Can you transcribe, word for word, the stretch of the material below from the line containing "Could you point to the wooden" through the end of the material?

begin PROVIDED DATA

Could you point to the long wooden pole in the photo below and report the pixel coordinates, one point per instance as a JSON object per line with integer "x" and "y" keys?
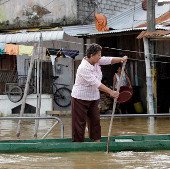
{"x": 39, "y": 86}
{"x": 114, "y": 106}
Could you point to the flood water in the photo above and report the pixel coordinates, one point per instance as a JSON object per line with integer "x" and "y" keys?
{"x": 86, "y": 160}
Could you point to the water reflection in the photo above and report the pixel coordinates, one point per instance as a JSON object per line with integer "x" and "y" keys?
{"x": 86, "y": 160}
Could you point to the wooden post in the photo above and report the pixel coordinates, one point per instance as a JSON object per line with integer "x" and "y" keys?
{"x": 148, "y": 78}
{"x": 39, "y": 85}
{"x": 151, "y": 28}
{"x": 114, "y": 107}
{"x": 26, "y": 91}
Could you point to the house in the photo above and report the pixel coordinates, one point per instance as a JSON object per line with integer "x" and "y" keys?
{"x": 122, "y": 40}
{"x": 35, "y": 17}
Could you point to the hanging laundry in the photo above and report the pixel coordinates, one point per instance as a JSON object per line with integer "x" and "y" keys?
{"x": 2, "y": 48}
{"x": 26, "y": 50}
{"x": 12, "y": 49}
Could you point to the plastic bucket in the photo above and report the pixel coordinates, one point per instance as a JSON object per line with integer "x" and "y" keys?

end PROVIDED DATA

◆ RESULT FOR THIS TASK
Could you point to the wooden post in the photo above and report the pixel coordinates, one point per instance as a JSON object per line with integer "x" and "y" keys?
{"x": 148, "y": 78}
{"x": 39, "y": 85}
{"x": 151, "y": 28}
{"x": 114, "y": 107}
{"x": 26, "y": 91}
Could you point to the house in the photo above and report the pixel coordinates, one point per instance as a JSON object per line with integer "x" and "y" keys?
{"x": 122, "y": 40}
{"x": 35, "y": 17}
Could you point to the hanging laundry in the photo above and report the pixel coordinates, one point per instance as a JSON object per line with integer "x" and "y" keys?
{"x": 2, "y": 48}
{"x": 26, "y": 50}
{"x": 12, "y": 49}
Could you point to the plastic bucket in the photo above and report the pixel coordinates, one point per instance as a JSON object per line with integer "x" and "y" keys?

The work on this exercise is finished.